EXERCISE DATA ->
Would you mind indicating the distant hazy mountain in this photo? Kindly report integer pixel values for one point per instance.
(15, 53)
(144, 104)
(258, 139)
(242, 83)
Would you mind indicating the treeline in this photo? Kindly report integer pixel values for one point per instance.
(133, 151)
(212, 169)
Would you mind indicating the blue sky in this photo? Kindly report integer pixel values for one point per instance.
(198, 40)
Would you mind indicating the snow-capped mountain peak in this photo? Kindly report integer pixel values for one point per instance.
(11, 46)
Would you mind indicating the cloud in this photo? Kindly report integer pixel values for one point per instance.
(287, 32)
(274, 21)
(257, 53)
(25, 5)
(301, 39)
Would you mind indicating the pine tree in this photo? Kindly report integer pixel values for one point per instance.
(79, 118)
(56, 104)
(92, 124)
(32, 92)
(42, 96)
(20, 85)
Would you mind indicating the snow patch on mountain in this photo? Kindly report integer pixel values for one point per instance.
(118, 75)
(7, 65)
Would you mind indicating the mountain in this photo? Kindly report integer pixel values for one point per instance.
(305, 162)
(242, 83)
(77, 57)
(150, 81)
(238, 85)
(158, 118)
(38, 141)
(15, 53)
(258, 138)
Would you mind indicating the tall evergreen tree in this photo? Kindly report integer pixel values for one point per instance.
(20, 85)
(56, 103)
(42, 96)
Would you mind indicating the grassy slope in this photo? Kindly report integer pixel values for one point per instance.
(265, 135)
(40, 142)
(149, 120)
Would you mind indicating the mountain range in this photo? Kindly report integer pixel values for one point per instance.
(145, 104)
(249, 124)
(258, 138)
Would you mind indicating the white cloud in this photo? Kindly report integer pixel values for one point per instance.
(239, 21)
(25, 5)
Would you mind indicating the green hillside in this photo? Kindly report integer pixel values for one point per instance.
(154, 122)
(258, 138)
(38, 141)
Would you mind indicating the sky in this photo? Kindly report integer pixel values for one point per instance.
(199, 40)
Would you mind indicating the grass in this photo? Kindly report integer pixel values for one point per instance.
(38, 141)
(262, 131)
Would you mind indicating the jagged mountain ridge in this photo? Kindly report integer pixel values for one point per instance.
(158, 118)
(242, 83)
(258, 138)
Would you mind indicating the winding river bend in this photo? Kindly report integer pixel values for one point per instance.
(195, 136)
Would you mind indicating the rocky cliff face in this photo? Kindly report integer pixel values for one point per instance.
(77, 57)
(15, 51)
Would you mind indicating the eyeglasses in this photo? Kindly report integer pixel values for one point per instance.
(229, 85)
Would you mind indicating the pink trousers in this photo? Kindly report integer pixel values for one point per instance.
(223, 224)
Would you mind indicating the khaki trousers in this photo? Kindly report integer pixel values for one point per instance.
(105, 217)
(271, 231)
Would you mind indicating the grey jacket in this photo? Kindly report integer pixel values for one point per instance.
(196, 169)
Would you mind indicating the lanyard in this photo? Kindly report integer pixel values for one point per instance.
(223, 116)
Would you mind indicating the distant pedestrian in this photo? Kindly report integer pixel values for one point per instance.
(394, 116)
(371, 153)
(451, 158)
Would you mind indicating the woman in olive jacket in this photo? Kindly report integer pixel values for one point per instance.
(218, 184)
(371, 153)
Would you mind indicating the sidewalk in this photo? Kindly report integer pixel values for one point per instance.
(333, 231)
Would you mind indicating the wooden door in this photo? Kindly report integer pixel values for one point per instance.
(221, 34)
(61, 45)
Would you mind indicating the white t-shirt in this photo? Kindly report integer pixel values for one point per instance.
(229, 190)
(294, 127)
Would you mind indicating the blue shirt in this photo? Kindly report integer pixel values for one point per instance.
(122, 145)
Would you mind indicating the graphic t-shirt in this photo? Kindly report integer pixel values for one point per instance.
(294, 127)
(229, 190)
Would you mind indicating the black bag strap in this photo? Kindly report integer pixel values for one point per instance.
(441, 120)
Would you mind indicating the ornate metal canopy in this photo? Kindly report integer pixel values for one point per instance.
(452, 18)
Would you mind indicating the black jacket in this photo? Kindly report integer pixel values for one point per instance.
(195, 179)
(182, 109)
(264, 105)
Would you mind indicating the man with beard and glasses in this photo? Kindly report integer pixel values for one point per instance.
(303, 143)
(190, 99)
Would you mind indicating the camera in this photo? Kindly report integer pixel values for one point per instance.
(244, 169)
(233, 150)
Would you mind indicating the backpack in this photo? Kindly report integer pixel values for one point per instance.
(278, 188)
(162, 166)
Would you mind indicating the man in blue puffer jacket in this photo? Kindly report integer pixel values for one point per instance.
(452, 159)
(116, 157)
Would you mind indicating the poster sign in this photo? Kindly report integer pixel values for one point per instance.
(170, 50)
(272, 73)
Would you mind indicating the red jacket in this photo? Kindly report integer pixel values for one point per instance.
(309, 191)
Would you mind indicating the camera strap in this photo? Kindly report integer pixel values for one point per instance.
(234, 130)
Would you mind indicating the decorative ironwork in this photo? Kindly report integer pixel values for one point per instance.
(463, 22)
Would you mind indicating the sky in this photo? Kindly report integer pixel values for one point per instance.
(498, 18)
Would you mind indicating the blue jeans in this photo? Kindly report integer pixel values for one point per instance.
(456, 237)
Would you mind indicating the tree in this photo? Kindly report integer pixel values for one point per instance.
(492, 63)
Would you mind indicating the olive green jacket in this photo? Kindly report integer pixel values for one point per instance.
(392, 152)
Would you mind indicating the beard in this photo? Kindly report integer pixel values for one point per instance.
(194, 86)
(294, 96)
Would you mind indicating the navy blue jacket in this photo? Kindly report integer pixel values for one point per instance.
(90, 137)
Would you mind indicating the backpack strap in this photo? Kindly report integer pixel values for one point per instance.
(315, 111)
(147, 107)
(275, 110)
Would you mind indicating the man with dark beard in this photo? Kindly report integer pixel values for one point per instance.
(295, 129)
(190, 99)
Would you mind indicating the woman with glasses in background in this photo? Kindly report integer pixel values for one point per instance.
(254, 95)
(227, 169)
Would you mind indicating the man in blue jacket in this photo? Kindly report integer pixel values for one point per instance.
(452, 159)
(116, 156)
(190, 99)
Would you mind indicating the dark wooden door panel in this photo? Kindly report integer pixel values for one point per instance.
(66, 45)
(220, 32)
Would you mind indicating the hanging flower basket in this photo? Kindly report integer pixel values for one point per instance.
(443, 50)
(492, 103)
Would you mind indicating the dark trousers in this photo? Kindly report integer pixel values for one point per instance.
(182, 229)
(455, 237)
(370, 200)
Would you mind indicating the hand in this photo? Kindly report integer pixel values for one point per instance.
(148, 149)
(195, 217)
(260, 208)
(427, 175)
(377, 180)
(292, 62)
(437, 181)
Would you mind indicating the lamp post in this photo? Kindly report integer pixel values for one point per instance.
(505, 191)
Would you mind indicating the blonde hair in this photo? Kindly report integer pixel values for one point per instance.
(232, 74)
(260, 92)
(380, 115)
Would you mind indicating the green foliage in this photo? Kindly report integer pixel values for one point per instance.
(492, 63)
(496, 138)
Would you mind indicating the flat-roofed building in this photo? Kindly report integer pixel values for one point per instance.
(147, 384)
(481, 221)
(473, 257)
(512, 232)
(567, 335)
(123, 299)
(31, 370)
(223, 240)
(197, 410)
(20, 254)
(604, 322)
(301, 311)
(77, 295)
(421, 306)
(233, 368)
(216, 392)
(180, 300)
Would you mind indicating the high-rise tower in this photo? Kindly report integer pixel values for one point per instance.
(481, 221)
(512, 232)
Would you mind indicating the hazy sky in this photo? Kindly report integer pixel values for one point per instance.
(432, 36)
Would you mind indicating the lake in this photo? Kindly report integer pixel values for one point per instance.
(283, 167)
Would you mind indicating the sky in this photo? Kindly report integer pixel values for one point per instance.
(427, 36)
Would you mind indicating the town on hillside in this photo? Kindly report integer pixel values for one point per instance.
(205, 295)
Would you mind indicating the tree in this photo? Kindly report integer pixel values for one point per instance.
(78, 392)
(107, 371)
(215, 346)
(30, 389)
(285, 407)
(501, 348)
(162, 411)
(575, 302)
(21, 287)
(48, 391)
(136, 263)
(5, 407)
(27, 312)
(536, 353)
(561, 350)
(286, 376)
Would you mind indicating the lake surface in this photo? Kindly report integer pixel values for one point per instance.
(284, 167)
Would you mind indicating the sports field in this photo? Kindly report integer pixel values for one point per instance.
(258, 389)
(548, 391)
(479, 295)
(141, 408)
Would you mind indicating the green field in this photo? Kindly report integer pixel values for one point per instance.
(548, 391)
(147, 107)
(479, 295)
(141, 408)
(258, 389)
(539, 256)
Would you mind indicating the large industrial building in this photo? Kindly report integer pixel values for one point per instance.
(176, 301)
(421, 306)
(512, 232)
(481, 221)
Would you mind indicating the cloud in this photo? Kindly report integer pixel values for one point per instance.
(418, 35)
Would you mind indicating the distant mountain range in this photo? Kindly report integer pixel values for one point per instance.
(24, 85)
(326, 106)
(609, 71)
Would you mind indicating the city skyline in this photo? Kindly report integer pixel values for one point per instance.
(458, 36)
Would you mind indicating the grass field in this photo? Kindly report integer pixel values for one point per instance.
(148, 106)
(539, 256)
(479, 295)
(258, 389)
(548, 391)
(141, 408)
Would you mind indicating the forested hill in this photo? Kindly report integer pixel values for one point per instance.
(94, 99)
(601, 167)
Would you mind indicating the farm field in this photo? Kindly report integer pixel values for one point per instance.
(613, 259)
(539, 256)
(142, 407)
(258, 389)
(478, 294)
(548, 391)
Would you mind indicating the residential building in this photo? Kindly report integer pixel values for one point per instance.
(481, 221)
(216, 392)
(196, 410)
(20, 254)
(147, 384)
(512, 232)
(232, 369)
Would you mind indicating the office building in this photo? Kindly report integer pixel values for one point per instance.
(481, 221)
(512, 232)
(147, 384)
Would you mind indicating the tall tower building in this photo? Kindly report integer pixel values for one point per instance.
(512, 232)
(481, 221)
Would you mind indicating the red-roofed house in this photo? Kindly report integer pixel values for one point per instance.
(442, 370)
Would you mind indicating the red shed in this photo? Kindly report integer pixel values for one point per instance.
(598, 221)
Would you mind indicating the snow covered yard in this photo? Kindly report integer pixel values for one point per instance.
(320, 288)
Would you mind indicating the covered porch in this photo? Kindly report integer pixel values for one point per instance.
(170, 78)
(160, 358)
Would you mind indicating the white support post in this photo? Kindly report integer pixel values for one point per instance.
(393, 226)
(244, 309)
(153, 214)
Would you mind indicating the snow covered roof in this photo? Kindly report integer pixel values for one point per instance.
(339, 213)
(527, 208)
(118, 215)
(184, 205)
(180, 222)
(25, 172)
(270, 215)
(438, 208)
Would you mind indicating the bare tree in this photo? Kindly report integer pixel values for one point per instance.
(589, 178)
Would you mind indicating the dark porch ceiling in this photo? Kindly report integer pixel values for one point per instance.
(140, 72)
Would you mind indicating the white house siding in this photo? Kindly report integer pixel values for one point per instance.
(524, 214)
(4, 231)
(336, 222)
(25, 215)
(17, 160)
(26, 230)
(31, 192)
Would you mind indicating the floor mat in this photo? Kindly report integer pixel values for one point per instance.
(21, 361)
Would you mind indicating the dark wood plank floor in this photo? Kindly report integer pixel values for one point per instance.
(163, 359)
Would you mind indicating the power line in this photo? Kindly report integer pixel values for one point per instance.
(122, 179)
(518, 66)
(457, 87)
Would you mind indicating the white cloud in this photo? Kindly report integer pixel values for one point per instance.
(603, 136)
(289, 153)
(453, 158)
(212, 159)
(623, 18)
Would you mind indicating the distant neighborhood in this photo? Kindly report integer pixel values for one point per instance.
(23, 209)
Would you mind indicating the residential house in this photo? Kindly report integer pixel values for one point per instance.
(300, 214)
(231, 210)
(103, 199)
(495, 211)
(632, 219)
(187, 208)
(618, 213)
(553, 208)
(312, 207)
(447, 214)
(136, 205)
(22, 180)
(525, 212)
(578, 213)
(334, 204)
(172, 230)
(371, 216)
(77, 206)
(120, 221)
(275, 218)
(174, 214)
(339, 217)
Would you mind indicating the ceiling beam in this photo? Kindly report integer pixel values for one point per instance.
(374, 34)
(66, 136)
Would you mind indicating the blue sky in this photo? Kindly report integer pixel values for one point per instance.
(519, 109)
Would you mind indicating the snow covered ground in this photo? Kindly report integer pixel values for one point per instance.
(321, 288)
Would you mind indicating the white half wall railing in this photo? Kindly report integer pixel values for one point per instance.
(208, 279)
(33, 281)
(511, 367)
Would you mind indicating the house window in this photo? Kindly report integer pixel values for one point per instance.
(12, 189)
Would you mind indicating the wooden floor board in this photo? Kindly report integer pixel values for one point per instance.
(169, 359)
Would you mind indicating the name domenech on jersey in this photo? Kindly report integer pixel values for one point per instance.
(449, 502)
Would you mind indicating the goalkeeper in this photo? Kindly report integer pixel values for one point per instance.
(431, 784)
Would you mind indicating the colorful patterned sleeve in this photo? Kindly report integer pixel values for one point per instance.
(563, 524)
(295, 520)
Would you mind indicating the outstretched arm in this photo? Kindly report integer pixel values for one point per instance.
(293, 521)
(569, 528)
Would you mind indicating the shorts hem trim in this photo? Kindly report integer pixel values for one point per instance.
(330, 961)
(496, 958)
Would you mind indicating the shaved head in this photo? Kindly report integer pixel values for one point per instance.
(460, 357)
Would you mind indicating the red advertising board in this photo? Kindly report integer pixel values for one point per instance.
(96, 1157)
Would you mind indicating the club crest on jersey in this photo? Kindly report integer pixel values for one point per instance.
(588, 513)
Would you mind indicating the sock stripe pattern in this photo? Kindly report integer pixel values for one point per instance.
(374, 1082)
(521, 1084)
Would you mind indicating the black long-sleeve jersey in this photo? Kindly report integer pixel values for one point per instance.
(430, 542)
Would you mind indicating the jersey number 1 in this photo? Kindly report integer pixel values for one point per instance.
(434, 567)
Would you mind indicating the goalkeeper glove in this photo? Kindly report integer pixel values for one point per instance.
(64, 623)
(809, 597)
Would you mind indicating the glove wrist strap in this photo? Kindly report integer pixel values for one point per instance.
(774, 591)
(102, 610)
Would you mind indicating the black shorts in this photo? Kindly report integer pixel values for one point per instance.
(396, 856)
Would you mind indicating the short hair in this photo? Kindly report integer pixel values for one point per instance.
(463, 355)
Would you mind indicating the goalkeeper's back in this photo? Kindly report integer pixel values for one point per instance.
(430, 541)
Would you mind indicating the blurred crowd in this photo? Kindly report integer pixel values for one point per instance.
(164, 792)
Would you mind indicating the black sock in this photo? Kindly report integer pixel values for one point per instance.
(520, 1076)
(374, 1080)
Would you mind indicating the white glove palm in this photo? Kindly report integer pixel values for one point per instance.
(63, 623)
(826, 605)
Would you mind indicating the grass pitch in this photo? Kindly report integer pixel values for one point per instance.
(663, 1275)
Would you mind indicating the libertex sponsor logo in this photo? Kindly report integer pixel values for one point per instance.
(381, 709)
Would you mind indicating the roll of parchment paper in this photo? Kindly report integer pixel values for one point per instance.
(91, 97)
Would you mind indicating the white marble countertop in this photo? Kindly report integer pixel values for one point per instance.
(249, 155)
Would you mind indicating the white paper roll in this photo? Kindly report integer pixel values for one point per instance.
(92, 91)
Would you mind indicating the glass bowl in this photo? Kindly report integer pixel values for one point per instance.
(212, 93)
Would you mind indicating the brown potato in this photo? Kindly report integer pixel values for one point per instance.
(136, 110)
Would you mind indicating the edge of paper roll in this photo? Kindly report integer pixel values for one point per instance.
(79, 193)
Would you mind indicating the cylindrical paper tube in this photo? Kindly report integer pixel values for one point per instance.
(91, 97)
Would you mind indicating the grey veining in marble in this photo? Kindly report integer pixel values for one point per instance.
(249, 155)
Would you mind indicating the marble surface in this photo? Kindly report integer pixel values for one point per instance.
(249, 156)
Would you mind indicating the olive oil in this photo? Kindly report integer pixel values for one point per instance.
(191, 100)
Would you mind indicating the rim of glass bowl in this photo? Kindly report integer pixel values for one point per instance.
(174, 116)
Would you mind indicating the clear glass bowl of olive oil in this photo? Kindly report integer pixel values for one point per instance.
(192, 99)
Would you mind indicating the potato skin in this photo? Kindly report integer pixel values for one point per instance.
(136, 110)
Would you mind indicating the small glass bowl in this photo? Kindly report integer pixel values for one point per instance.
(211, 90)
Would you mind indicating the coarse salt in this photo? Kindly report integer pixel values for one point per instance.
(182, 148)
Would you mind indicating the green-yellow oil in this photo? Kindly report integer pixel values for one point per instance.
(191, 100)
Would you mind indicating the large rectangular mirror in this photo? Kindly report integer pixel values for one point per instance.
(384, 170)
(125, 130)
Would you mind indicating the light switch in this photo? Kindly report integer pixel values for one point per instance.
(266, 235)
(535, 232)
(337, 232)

ABOUT THIS EXERCISE ->
The lines to reproduce run from the one that contains "Would you mind indicating the coarse" through the last line above; copy them exactly.

WRITTEN ANSWER ->
Would you mind indicating the coarse salt in this photo? Kindly report integer pixel values for one point per instance.
(182, 148)
Would you mind indicating the green-yellow oil in this photo? Kindly report integer pixel values for one point per instance.
(191, 100)
Would you mind indicating the large rectangular mirror in this photo? Kindly report integer pixel values for one point per instance.
(384, 170)
(125, 130)
Would you mind indicating the light switch in this photo? Kindly report integer pixel values for one point per instance.
(266, 235)
(535, 232)
(337, 232)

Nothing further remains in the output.